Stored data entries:
————

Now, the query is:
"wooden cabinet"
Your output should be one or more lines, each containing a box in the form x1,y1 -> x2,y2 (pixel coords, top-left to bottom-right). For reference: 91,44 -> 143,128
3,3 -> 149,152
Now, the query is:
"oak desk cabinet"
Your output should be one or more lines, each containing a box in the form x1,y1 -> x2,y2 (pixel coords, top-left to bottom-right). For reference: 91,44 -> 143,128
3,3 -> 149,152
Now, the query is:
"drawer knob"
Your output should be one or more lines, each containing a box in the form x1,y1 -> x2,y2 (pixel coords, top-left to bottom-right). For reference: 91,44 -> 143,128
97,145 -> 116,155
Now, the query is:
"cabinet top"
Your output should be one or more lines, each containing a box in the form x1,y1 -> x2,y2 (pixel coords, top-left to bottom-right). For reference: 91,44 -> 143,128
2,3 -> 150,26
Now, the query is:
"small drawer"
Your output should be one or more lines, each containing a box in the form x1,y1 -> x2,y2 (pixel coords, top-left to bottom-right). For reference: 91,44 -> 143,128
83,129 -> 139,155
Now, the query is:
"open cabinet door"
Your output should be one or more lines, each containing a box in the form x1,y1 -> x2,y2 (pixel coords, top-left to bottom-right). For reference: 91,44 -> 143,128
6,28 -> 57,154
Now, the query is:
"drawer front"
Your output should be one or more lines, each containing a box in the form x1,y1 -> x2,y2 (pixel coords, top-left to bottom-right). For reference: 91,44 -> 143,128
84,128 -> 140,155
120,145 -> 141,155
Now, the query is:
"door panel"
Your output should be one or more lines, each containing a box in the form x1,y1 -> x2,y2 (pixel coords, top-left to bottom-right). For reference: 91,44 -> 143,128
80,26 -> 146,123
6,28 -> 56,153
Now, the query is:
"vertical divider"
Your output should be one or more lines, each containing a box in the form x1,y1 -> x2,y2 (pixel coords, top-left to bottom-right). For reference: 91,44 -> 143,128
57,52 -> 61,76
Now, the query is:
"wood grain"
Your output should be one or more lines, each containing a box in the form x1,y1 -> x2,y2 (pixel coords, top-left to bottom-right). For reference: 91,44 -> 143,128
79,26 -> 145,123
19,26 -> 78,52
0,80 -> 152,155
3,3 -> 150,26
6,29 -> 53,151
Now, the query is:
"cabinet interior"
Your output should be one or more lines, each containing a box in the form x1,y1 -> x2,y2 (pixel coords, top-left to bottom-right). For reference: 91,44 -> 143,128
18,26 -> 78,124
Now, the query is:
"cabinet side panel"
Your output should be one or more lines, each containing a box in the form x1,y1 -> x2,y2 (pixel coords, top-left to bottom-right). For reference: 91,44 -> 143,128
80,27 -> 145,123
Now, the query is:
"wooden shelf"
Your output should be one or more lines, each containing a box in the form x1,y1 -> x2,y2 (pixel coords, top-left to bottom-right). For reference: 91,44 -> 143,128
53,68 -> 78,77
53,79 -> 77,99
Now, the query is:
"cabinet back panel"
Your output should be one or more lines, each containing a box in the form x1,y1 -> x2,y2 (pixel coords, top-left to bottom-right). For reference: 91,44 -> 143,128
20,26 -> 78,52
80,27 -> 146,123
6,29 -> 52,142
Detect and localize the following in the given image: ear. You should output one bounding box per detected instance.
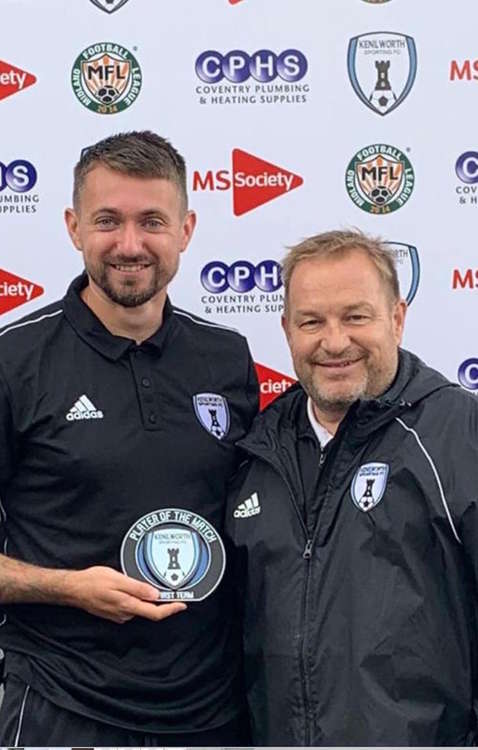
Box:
[392,299,407,346]
[280,313,289,341]
[65,208,81,252]
[180,211,196,253]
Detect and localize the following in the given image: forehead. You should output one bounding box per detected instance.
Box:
[80,164,181,212]
[289,250,387,307]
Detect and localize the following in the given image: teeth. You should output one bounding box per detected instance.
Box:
[113,265,147,272]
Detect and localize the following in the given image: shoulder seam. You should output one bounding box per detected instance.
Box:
[173,307,242,337]
[395,417,463,544]
[0,308,63,336]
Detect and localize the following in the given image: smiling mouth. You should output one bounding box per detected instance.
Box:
[110,263,150,273]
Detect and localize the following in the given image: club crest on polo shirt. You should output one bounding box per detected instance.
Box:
[120,508,226,601]
[350,462,390,513]
[193,393,231,440]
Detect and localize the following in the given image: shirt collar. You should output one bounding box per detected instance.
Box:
[64,272,175,360]
[307,396,334,448]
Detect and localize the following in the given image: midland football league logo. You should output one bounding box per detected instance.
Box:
[345,143,415,214]
[0,60,37,99]
[347,31,417,115]
[71,42,142,115]
[91,0,128,13]
[193,148,304,216]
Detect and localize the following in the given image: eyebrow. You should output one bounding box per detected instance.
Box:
[91,206,169,219]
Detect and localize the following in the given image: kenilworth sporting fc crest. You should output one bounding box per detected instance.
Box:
[347,31,417,115]
[350,462,389,513]
[193,393,230,440]
[121,508,226,601]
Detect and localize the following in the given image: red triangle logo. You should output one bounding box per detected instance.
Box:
[0,60,37,99]
[0,268,45,315]
[254,362,297,411]
[232,148,304,216]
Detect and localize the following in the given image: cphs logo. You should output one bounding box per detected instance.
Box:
[201,260,284,316]
[71,42,142,115]
[345,143,415,214]
[458,357,478,392]
[384,242,420,305]
[0,60,37,99]
[193,148,304,216]
[347,31,417,115]
[121,508,226,601]
[193,393,231,440]
[195,49,310,105]
[350,462,390,513]
[91,0,128,13]
[455,151,478,206]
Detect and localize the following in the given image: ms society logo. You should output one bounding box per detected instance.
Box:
[455,151,478,206]
[254,362,297,411]
[195,49,310,105]
[0,268,44,315]
[0,60,37,99]
[201,260,284,316]
[345,143,415,214]
[193,148,304,216]
[71,42,142,115]
[0,159,39,215]
[347,31,417,115]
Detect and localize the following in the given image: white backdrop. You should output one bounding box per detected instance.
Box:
[0,0,478,408]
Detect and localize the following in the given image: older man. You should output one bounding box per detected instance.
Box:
[227,232,478,745]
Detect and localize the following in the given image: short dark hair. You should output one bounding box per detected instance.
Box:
[73,130,188,210]
[282,229,400,312]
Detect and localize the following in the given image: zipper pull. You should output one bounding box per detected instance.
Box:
[302,539,312,560]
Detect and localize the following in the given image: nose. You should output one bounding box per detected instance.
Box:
[117,221,143,255]
[320,321,350,356]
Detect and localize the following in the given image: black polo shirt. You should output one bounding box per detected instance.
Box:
[0,276,257,732]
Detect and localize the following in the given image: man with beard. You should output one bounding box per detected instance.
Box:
[0,132,257,746]
[226,232,478,746]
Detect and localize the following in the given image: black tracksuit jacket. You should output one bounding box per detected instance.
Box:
[226,351,478,746]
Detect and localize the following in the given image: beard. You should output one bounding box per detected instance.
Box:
[294,351,398,413]
[85,255,178,307]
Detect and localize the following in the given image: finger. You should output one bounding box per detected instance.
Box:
[118,574,159,602]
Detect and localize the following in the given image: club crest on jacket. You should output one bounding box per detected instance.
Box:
[350,462,390,513]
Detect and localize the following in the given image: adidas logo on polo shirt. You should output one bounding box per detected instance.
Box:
[65,394,103,422]
[234,492,261,518]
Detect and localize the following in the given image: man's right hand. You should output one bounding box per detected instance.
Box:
[0,555,186,623]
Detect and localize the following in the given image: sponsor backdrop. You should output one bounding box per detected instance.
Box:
[0,0,478,403]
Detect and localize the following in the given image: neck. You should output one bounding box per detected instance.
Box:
[80,281,166,344]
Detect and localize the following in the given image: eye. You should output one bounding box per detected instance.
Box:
[95,216,116,229]
[143,217,163,232]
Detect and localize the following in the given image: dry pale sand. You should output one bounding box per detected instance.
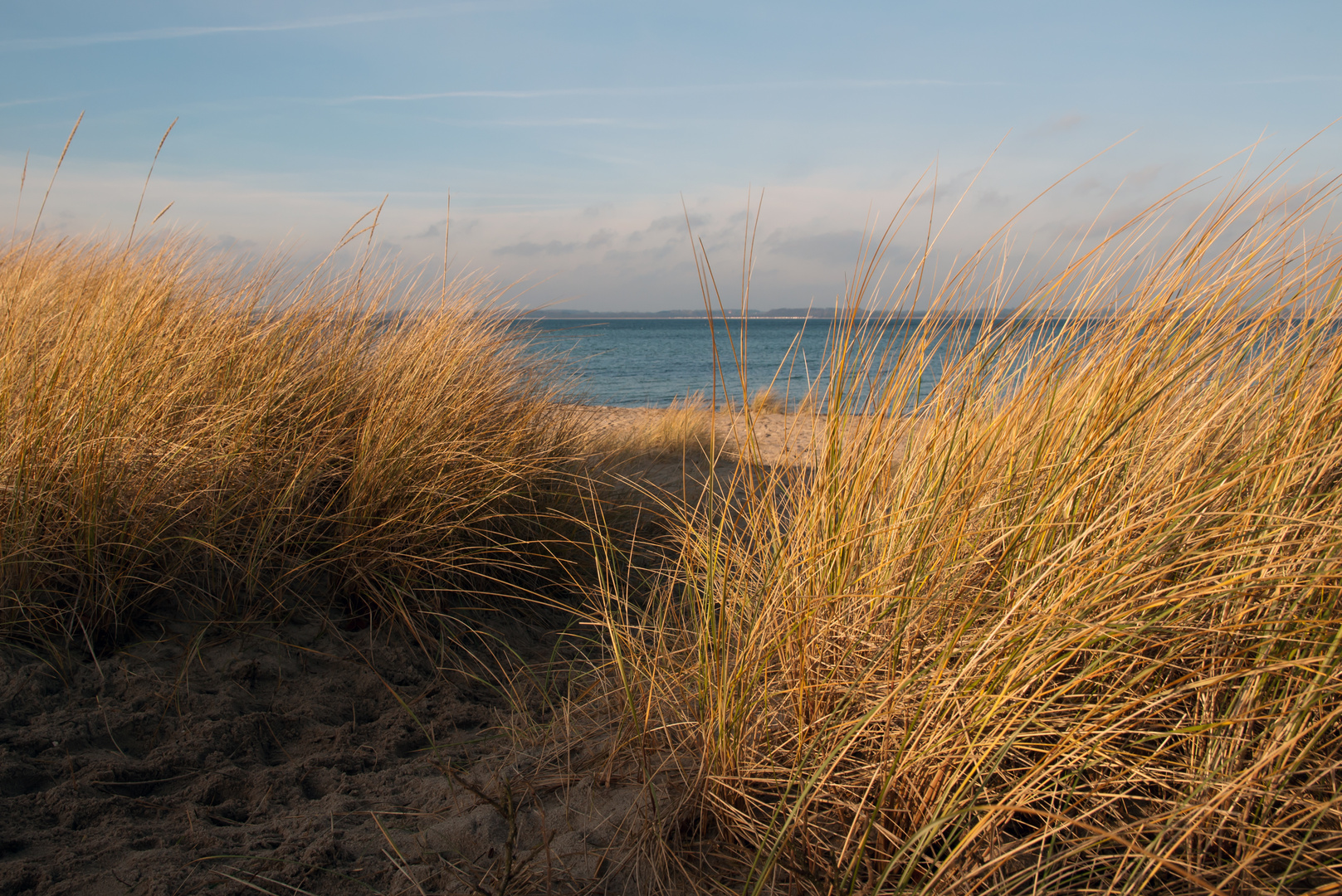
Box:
[576,405,896,467]
[0,407,901,896]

————

### What is being asked
Reproduce all of the records above word for word, and omit the pictures from your reply.

### Correct answer
Now, the query is:
"wooden cabinet"
Your output should be one or more lines, each containing a box in the form x1,y1 -> x2,y2 (pixel coords, top-left to bottom-right). For reference: 91,44 -> 143,128
3,3 -> 149,152
Now, the query is:
"oak desk cabinet"
Your output should be one or more lines, each containing a box in the form x1,y1 -> x2,y2 (pixel coords, top-left to bottom-right). For reference: 91,44 -> 143,128
3,3 -> 149,152
Now, the query is:
"drawer knob"
Your output should be one or more lines, each containing a box in the form x1,y1 -> x2,y2 (pixel coords, top-left to bottom-right). For reference: 91,44 -> 143,128
97,145 -> 116,155
Now, the query is:
"cabinet top"
Your output should be one or more lines, each containing a box in the form x1,y1 -> x2,y2 (pixel coords, top-left to bottom-right). For reference: 91,44 -> 143,128
2,3 -> 150,26
Now, the query is:
"small drawer"
Your output should be one or more lines, each containing a box in the form x1,y1 -> x2,y2 (pixel coords, top-left to bottom-right). For reference: 91,44 -> 143,128
83,129 -> 139,155
Now, the query is:
"open cabinet door"
Your output should be one or more lines, each containing a box in the form x1,y1 -> x2,y2 (pixel coords, top-left to bottom-right). For reference: 91,44 -> 143,128
6,28 -> 57,154
Now, the query is:
"drawer front"
Your output should be one or more lines, each containing a box in the form x1,y1 -> x2,y2 (pixel coords, top-left to bottom-right). For reference: 91,44 -> 143,128
84,128 -> 140,155
120,145 -> 141,155
Now, the query is:
"door panel"
Your output should be one or more lines, each containing a box in the form x1,y1 -> x2,y2 (pixel coords, top-left to bottom-right). For reference: 91,44 -> 143,128
80,26 -> 146,123
6,28 -> 56,153
Now, the query is:
"vertical divider"
Your output should be one or more lines, each containing a box in the form x1,y1 -> x2,y2 (pixel coords, top-left to bottom-right). For reference: 91,44 -> 143,128
57,52 -> 61,76
Now, the query is:
"wood grain"
Your output should be one or more lines, each containing a box in the form x1,y1 -> x2,y2 (pixel coords, top-left to bottom-right). For reference: 91,44 -> 143,128
79,26 -> 145,123
19,26 -> 78,52
0,80 -> 152,155
3,3 -> 150,26
6,29 -> 53,151
Now, the query is:
"cabinet interior"
Your output should be one or more lines, each containing a box in the form x1,y1 -> x2,y2 (pixel coords, top-left to bottom-right). For reference: 91,44 -> 143,128
18,26 -> 78,124
Now, the query is:
"cabinet side panel"
Your output should be one or more lines, each containing a box in the form x1,y1 -> x2,y2 (pixel coords, top-left to bottom-right). For reference: 91,44 -> 143,128
80,27 -> 145,123
Now, the query is:
"wooden shelf"
Your output should be one or more lines, each containing a box in the form x1,y1 -> x2,y2 (pixel coords, top-left to bottom-right). For reference: 91,44 -> 143,128
53,68 -> 78,77
53,79 -> 77,99
Now, the query is:
"cabinet back panel"
Your output should be one or more lines, each containing a box in the form x1,y1 -> x2,y2 (pixel coords, top-left to bottom-right). For reference: 91,44 -> 143,128
20,26 -> 78,52
80,27 -> 146,123
6,29 -> 52,142
Detect and localize the following in the given image: ear. You should output one bounding box per detected instance.
Box:
[392,299,407,346]
[280,313,289,341]
[65,208,81,252]
[180,211,196,253]
Detect and localize the following in the given image: forehead. You should output one bounding box per detected instance.
Box:
[80,164,181,212]
[289,250,387,307]
Detect and localize the following in the given image: teeth. You should output one bounding box per detected instance.
Box:
[113,265,147,272]
Detect and localize the following in the given image: shoulder seam. You should output one bounding box per detected instance.
Box:
[173,307,242,337]
[395,417,463,544]
[0,308,63,336]
Detect and localize the following in the given image: smiling mouth. You should output one bounding box per detected instance.
Box:
[110,263,150,273]
Detect and localize the following in the given image: club crest on polo shirt. You should output one bounding box per detected instance.
Box:
[120,508,226,601]
[350,462,390,513]
[193,393,231,440]
Detect and localize the following in the given image: shirt collar. You should output one bounding box per detected instance.
Box:
[64,272,175,360]
[307,396,334,448]
Detect and localize the following in the given image: midland football league logo. You should output one bounding box per detected instance.
Box:
[345,143,415,214]
[0,60,37,99]
[347,31,417,115]
[71,42,142,115]
[91,0,128,13]
[193,148,304,216]
Detect and localize the following in the given image: eyebrow. You should output one bounding box per detected instance.
Box:
[91,206,169,219]
Detect and localize the following in the given image: kenilworth sporting fc crest. You should output one bounding box per detected instance.
Box:
[347,31,417,115]
[350,462,389,513]
[193,393,230,440]
[121,508,226,601]
Detect and localize the following in the given image: red triangle logo. You should output one bounding box per detected instance.
Box:
[0,60,37,99]
[0,268,45,315]
[254,362,297,411]
[232,148,304,216]
Detect and localize the following in the given image: cphs logo. You should output one bounding box per detected instance.
Box:
[201,260,284,316]
[71,42,142,115]
[345,143,415,214]
[458,357,478,392]
[384,242,420,305]
[0,60,37,99]
[193,148,304,216]
[347,31,417,115]
[121,508,226,601]
[193,393,231,440]
[195,49,310,105]
[350,462,390,513]
[91,0,128,13]
[455,151,478,206]
Detect and localize the following in the given image: ms society logo. You should output one bounding box per detected instance.
Box:
[455,151,478,206]
[254,362,297,411]
[195,49,310,105]
[0,268,44,315]
[0,60,37,99]
[201,260,284,316]
[345,143,415,214]
[193,148,304,216]
[71,42,142,115]
[0,159,39,215]
[347,31,417,115]
Detect and localize the following in the given image: white backdrop. You should output one bounding box per detected instance.
Box:
[0,0,478,408]
Detect and localize the following in the given image: older man. You should output one bounding box per detected instance.
Box:
[227,232,478,745]
Detect and localize the following in the given image: short dark hair. You should output one bounding box per detected instance.
Box:
[73,130,188,210]
[282,229,400,312]
Detect and localize the following in the given image: zipper pull. You should output one bounding box per detected instance.
Box:
[302,539,312,560]
Detect and localize the following in the given image: nose. You should output one bounding box per detected instance.
Box:
[117,221,143,255]
[320,321,350,356]
Detect and localize the following in the given image: black polo shirt. You should output one bounding box per detected instance.
Box:
[0,276,257,732]
Detect and localize the following in the given image: man with beard. You should output one bounding box per detected instance.
Box:
[0,132,257,746]
[226,232,478,746]
Detect and localize the following in the given image: black tracksuit jacket. You should output one bounding box per detected instance.
Box:
[226,351,478,746]
Detect and localize the following in the given image: beard. You should output one bounding box per detected instance.
Box:
[294,351,398,413]
[85,255,178,307]
Detect and localize the following in the given image: finger. You should output one bounding box per detected instance.
Box:
[118,574,159,602]
Detect and localize the following in the given image: club crest on jacket. You should output one bounding box per detected instance.
Box:
[350,462,390,513]
Detect and localize the following in the given image: adidas logo on polo shirt. You should output one bounding box per detected instance.
Box:
[65,394,103,422]
[234,492,261,518]
Detect and localize the following in the given image: man's right hand. You should output one bounding box per detected instance.
Box:
[0,555,186,623]
Detect and localize the following in the given image: sponsor backdrop. You should output one bounding box per detected instance.
Box:
[0,0,478,403]
Detect and localize the following in the given image: neck. You should output one bounding box per detected instance.
Box:
[80,281,166,344]
Detect and localize the following in the given image: eye. You should output one bounding box per detected instance.
Box:
[95,216,116,229]
[143,217,163,232]
Detect and localize the following in the given image: dry pale sand. You should output one bounding box per detected instance.
Box:
[576,405,896,467]
[0,407,901,896]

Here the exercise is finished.